### Saved data entries

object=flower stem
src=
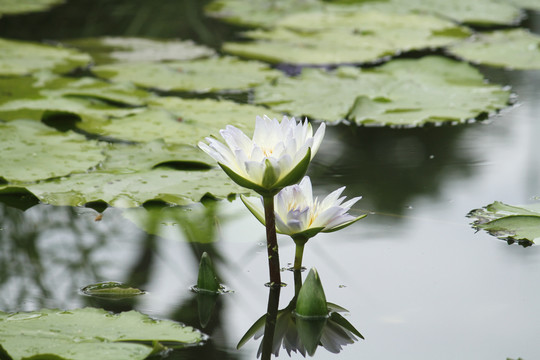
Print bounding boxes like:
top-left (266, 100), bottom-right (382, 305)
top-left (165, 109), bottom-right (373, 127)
top-left (262, 195), bottom-right (281, 360)
top-left (263, 195), bottom-right (281, 287)
top-left (293, 242), bottom-right (305, 271)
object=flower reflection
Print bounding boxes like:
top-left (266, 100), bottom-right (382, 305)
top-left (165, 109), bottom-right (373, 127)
top-left (239, 301), bottom-right (363, 358)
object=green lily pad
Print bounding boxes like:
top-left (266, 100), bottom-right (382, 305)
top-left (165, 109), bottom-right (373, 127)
top-left (77, 97), bottom-right (282, 145)
top-left (507, 0), bottom-right (540, 10)
top-left (0, 307), bottom-right (202, 360)
top-left (347, 0), bottom-right (522, 26)
top-left (205, 0), bottom-right (325, 27)
top-left (468, 201), bottom-right (540, 247)
top-left (205, 0), bottom-right (522, 27)
top-left (13, 167), bottom-right (246, 207)
top-left (448, 29), bottom-right (540, 70)
top-left (66, 37), bottom-right (215, 65)
top-left (224, 11), bottom-right (469, 65)
top-left (101, 140), bottom-right (213, 172)
top-left (0, 120), bottom-right (105, 183)
top-left (92, 56), bottom-right (283, 93)
top-left (81, 281), bottom-right (147, 299)
top-left (254, 56), bottom-right (510, 125)
top-left (0, 37), bottom-right (91, 75)
top-left (0, 0), bottom-right (64, 16)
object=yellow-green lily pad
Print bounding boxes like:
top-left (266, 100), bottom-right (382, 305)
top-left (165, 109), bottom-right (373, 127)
top-left (14, 167), bottom-right (246, 207)
top-left (92, 56), bottom-right (283, 93)
top-left (77, 97), bottom-right (282, 145)
top-left (254, 56), bottom-right (510, 125)
top-left (223, 11), bottom-right (470, 65)
top-left (0, 120), bottom-right (105, 183)
top-left (468, 201), bottom-right (540, 247)
top-left (0, 37), bottom-right (91, 75)
top-left (0, 307), bottom-right (202, 360)
top-left (448, 29), bottom-right (540, 70)
top-left (66, 37), bottom-right (215, 65)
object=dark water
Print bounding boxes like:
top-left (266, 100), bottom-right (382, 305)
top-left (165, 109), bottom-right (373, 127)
top-left (1, 2), bottom-right (540, 359)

### Instructions for the task
Leave out the pictures and copy every record above exactly.

### Answer
object=flower stem
src=
Print bounding boxes like:
top-left (266, 100), bottom-right (382, 305)
top-left (165, 109), bottom-right (373, 127)
top-left (262, 195), bottom-right (281, 360)
top-left (263, 195), bottom-right (281, 287)
top-left (293, 242), bottom-right (305, 271)
object=flower reflection
Print bounding boxes like:
top-left (266, 100), bottom-right (382, 305)
top-left (165, 109), bottom-right (373, 127)
top-left (239, 301), bottom-right (363, 358)
object=green lily pad
Print bounding boxes like:
top-left (266, 100), bottom-right (382, 305)
top-left (165, 109), bottom-right (373, 127)
top-left (77, 97), bottom-right (282, 145)
top-left (507, 0), bottom-right (540, 10)
top-left (0, 307), bottom-right (202, 360)
top-left (347, 0), bottom-right (522, 26)
top-left (205, 0), bottom-right (325, 27)
top-left (468, 201), bottom-right (540, 247)
top-left (205, 0), bottom-right (522, 27)
top-left (13, 167), bottom-right (246, 207)
top-left (448, 29), bottom-right (540, 70)
top-left (66, 37), bottom-right (215, 65)
top-left (224, 11), bottom-right (469, 65)
top-left (101, 140), bottom-right (213, 172)
top-left (0, 120), bottom-right (105, 183)
top-left (92, 56), bottom-right (283, 93)
top-left (81, 281), bottom-right (147, 299)
top-left (254, 56), bottom-right (510, 125)
top-left (0, 37), bottom-right (91, 75)
top-left (0, 0), bottom-right (64, 16)
object=yellow-green lily pad
Print bounding boxes like:
top-left (266, 100), bottom-right (382, 305)
top-left (165, 109), bottom-right (373, 127)
top-left (14, 167), bottom-right (246, 207)
top-left (92, 56), bottom-right (283, 93)
top-left (77, 97), bottom-right (282, 145)
top-left (254, 56), bottom-right (510, 125)
top-left (223, 11), bottom-right (470, 65)
top-left (0, 120), bottom-right (105, 183)
top-left (468, 201), bottom-right (540, 247)
top-left (0, 37), bottom-right (91, 75)
top-left (0, 307), bottom-right (202, 360)
top-left (448, 29), bottom-right (540, 70)
top-left (66, 37), bottom-right (215, 65)
object=dark water
Print bounding boxes like:
top-left (266, 100), bottom-right (382, 305)
top-left (165, 109), bottom-right (373, 127)
top-left (1, 2), bottom-right (540, 359)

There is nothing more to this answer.